Assigned task: Give the data again in full, exactly as written below.

Information provided:
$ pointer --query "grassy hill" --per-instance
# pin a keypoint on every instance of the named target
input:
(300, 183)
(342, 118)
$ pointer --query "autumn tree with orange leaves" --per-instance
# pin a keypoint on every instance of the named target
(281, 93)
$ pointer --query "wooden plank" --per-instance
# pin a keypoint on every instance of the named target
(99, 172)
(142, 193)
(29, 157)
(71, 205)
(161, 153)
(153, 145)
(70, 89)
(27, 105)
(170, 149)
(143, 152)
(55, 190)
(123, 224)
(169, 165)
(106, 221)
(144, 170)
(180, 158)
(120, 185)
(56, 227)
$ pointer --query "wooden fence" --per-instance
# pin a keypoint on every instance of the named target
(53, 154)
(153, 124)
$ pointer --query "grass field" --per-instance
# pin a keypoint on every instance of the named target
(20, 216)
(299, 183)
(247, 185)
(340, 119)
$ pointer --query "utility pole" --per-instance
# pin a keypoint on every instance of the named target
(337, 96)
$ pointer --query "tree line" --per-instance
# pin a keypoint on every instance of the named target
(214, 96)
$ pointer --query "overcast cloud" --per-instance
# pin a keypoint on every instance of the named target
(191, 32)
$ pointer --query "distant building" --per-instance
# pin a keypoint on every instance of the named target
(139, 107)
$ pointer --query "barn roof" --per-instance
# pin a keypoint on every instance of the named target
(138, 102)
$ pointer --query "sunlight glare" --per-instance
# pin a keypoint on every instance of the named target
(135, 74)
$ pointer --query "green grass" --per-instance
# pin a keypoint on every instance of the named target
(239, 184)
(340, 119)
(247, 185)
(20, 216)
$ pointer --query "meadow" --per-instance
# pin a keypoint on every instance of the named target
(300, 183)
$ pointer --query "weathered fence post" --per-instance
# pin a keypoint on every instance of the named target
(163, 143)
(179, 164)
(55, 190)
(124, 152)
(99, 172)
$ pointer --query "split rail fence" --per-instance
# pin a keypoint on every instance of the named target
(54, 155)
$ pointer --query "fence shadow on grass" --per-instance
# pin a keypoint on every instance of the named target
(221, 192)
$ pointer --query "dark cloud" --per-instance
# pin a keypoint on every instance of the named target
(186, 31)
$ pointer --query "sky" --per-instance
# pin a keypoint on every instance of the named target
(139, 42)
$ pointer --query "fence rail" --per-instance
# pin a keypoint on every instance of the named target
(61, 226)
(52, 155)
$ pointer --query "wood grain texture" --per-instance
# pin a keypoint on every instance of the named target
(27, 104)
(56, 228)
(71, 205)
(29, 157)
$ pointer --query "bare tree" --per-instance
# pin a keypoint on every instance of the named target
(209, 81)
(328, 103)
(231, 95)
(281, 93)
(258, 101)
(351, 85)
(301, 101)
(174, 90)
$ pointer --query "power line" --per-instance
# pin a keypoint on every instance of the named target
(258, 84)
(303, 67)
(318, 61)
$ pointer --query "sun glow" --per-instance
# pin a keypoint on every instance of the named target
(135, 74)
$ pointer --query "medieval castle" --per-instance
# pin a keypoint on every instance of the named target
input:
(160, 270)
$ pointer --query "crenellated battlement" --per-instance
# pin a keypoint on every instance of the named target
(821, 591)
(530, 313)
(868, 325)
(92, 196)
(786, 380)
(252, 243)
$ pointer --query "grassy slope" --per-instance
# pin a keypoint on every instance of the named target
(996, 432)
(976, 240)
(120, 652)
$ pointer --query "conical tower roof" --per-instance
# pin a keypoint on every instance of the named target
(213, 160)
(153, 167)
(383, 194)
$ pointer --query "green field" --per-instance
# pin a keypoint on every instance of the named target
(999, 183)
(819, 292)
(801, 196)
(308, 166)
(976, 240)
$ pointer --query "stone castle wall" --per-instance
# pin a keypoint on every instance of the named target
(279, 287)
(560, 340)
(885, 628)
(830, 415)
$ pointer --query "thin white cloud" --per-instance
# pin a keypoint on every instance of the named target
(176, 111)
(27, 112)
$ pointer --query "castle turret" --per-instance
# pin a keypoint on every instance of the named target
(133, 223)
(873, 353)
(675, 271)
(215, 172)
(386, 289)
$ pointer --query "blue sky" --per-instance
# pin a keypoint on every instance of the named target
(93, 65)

Response area:
$ pointer --query "grassy hill" --per-instance
# pin a keypoint on every instance of the named target
input:
(300, 183)
(342, 118)
$ pointer --query "autumn tree with orange leaves" --per-instance
# pin a keypoint on every instance of the named target
(281, 93)
$ pointer --query "wooden plank" --per-instance
# pin a keypoint on every instance of the named target
(99, 172)
(142, 193)
(29, 157)
(71, 205)
(161, 153)
(153, 145)
(70, 89)
(27, 105)
(170, 149)
(143, 152)
(55, 190)
(123, 224)
(169, 165)
(106, 221)
(144, 170)
(180, 158)
(120, 185)
(56, 227)
$ pointer --query "wooden fence" --per-instance
# pin a keypoint on every instance of the named target
(53, 154)
(153, 124)
$ pointer --query "grass field" --per-instance
# pin a keypoint on every instance of the named target
(20, 216)
(299, 183)
(247, 185)
(340, 119)
$ pointer --query "utility pole" --per-instance
# pin a keypoint on every instance of the named target
(337, 96)
$ pointer --query "tree line" --per-instance
# pin a keypoint on every instance of the named target
(214, 96)
$ pointer --query "overcast cloud" --per-instance
# pin a keypoint on every instance of the named target
(191, 32)
$ pointer --query "distant building" --per-instance
# pin a keypoint on every instance of the named target
(139, 107)
$ pointer --query "barn roof" --per-instance
# pin a keypoint on every instance of the named target
(138, 102)
$ pointer --query "sunlight glare" --per-instance
# pin a keypoint on every instance of the named target
(135, 74)
$ pointer --query "green grass" --per-instance
# pin a keypoint on every instance of the named target
(239, 184)
(340, 119)
(247, 185)
(20, 216)
$ pointer --query "meadow" --per-instance
# pin a keypoint on every instance of the named target
(300, 183)
$ pointer --query "weathered fence post" --per-instance
# pin a keypoint on every instance of the named target
(163, 143)
(179, 164)
(55, 190)
(124, 152)
(99, 172)
$ pointer --query "split rail fence" --per-instance
# pin a keypoint on every instance of the named target
(54, 155)
$ pointer --query "fence shadow on grass" --per-instance
# pin a keypoint on every instance of the named target
(221, 192)
$ pointer --query "dark cloud" --per-instance
# pin a keypoint on every instance of the named target
(186, 31)
$ pointer --query "sky" --per-instance
# pin a keypoint on every instance of the named target
(139, 42)
$ pointer --query "fence rail" --per-instance
# pin a keypoint on every instance of the named target
(61, 226)
(52, 155)
$ pointer --query "wood grain texture" --per-instance
# pin a keypoint on every instance of the named target
(27, 104)
(56, 228)
(71, 205)
(29, 157)
$ pointer --query "bare tree" --per-instance
# pin a keypoint on every instance of the named target
(209, 81)
(328, 103)
(231, 95)
(281, 93)
(258, 101)
(351, 85)
(301, 101)
(174, 90)
$ pointer --query "power line" --per-instance
# pin a keypoint on every instance of the named target
(258, 84)
(303, 67)
(318, 61)
$ pointer --query "sun glow" --per-instance
# pin a keypoint on every instance of the named target
(135, 74)
$ pointer --query "medieval castle" --per-instance
# pin a keypoint on every instance of the named target
input:
(160, 270)
$ pointer --query "crenellated battlement" --per-instance
# pin a keypoint on every instance of the named target
(821, 591)
(530, 313)
(868, 325)
(92, 196)
(786, 380)
(252, 243)
$ pointer --query "grassy slope" --per-instance
# pin a keypoint on every instance of the named target
(996, 432)
(976, 240)
(120, 652)
$ pointer --query "conical tower roof" --per-instance
# pin a keypoint on every instance of the named target
(213, 160)
(153, 167)
(383, 194)
$ pointer --query "green field" --per-instance
# pin a keypoint on every instance of the named target
(999, 183)
(819, 292)
(801, 196)
(308, 166)
(976, 240)
$ pointer --query "stone castle wall" --per-instance
# pin a keypoint on every instance of the named target
(279, 287)
(560, 340)
(885, 628)
(830, 415)
$ pointer --query "thin white cloud" --per-instance
# pin a keypoint on every instance of the named target
(176, 111)
(27, 112)
$ pointer --query "castle turret" --per-instance
# pin a keypoint on every instance of the named target
(133, 223)
(873, 353)
(675, 271)
(215, 172)
(386, 289)
$ pointer --query "blue sky" --per-instance
# pin a keypoint on every instance of the named target
(93, 65)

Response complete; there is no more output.